→ 分析用の文章

****************

こくほ随想

感染症対策の難しさについて

新型コロナウイルス感染症が発生してからおよそ2年半になる。最初の頃に比べればこの病気の性質もかなり解明され、ワクチンも治療薬もできてきてはいるが、重症化すれば命を脅かす病気であることは変わりなく、日常生活でも制約を強いられる状況が続いている。今回は他の災害対応と比べて感染症対策が持つ難しさについて、考えてみたい。

感染症対策とはどういうことかについて、最初にまとめておこう。今回の新型コロナのように海外で発生した場合には、まず、水際対策で侵入をできるだけ遅らせる。国内で発生が始まれば、接触の回避など感染拡大防止策を講じ、患者の増加のスピードをできるだけ抑える。そしてその間に医療体制を強化する。併せてワクチンや治療薬の開発を急ぐ。患者増加のスピードを抑えれば抑えるほど流行のピークも下げることができ、医療体制をつくるための時間も稼げることになるので、感染拡大防止策をしっかりやることはとても重要だ。

そのために一時的に生活や経済活動の制限を行わざるを得ないが、しかし他の災害、例えば地震や水害などと比べると、この制限が及ぶ範囲はとてつもなく広い。地域的にも時間的にもそうだ、というだけでなく、見えないところで感染は起き続けるので、地域や時間の範囲が誰にもはっきりとは見えない。そしてそのことが制約感を強くする。さらには、他の災害の時には物理的にできないことが制約になるのに対して、感染症対策では、一見普通にできること(会食や旅行など)を我慢してもらわなければならない。

****************

→ データの内容

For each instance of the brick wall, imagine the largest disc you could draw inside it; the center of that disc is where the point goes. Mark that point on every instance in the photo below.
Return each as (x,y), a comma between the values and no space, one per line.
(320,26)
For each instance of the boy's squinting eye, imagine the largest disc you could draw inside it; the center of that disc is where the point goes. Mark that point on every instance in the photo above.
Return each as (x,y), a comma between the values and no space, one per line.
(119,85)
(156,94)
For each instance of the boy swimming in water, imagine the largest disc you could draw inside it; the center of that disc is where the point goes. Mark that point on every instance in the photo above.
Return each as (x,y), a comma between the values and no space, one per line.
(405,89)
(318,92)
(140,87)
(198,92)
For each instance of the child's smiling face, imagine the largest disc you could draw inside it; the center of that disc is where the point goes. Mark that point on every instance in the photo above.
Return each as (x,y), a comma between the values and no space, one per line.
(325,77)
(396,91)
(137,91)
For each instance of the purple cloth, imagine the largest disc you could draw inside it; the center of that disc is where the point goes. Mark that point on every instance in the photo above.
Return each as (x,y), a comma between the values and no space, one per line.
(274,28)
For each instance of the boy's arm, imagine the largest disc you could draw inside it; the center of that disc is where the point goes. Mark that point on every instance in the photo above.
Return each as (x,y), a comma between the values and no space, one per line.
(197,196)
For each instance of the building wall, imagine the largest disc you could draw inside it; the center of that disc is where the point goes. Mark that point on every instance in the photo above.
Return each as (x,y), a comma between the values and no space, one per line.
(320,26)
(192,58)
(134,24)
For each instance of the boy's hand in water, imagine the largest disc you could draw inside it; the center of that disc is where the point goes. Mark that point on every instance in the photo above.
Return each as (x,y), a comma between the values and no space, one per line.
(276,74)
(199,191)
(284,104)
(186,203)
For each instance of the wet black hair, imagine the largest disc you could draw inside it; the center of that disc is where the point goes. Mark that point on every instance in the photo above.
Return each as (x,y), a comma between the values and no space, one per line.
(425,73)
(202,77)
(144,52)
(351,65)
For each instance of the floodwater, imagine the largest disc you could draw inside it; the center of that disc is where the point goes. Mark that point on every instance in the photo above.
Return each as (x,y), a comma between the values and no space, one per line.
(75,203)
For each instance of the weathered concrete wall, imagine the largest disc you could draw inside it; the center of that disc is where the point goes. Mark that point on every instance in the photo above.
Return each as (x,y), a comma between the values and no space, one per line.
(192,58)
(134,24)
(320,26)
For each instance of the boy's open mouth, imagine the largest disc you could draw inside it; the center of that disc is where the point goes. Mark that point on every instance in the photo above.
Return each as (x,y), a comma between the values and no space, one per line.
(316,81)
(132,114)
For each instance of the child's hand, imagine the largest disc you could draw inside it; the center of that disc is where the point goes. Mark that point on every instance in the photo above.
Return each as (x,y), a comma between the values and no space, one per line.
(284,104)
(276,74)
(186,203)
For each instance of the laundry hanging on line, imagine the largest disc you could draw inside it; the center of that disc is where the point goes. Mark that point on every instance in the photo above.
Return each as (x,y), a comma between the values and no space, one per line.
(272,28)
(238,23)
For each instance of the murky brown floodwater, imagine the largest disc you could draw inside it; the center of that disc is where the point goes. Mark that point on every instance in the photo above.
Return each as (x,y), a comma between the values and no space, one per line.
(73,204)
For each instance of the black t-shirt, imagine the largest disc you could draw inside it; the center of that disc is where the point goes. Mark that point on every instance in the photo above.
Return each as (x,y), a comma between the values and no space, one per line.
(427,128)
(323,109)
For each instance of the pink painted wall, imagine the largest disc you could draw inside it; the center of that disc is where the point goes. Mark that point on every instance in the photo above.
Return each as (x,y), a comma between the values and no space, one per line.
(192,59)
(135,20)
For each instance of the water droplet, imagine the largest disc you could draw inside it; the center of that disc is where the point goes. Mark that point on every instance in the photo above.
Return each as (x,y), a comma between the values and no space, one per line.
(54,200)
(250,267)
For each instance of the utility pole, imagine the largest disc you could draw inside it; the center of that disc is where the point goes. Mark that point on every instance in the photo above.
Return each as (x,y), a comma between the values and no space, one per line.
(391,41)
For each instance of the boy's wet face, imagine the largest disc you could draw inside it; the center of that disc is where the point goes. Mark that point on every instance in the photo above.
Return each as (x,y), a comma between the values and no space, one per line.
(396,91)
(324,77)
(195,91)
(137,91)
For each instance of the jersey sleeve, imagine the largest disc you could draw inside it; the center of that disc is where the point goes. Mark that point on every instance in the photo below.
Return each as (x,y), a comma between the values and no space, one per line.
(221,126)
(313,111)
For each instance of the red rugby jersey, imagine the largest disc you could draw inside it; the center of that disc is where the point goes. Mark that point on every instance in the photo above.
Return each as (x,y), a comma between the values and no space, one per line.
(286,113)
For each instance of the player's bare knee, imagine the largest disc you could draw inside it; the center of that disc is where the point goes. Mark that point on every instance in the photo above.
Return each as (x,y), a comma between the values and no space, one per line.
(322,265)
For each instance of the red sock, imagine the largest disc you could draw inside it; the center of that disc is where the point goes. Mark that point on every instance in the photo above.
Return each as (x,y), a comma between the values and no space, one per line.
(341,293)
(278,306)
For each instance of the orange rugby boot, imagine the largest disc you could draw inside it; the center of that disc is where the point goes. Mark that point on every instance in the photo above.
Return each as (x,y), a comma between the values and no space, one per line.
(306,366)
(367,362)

****************

→ 課題の目的
感染症対策についての文章にある次の一文を英語に訳してください。「国内で発生が始まれば、接触の回避など感染拡大防止策を講じ、患者の増加のスピードをできるだけ抑える。」

→ 問題の解答
Once an outbreak begins within the country, measures to prevent the spread of infection, such as avoiding contact, are taken to slow the increase in patients as much as possible.